▶ Work to be completed
Copy all entries exactly.

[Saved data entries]

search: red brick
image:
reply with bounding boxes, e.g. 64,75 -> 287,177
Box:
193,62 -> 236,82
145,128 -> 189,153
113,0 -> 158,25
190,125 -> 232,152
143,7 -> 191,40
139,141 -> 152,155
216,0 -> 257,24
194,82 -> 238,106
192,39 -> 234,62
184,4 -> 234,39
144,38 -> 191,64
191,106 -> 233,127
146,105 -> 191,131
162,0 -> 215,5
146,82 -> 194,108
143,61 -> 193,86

▶ Solution for this exercise
search: red brick
image:
reply with bounding boxes, e.g. 64,75 -> 287,177
Box:
193,62 -> 236,82
145,128 -> 189,153
113,0 -> 158,25
190,125 -> 232,152
143,7 -> 191,40
139,141 -> 152,155
216,0 -> 257,24
194,82 -> 238,106
192,39 -> 234,62
184,4 -> 234,39
144,38 -> 191,64
191,106 -> 233,127
146,105 -> 191,131
162,0 -> 215,5
146,82 -> 194,108
143,61 -> 193,86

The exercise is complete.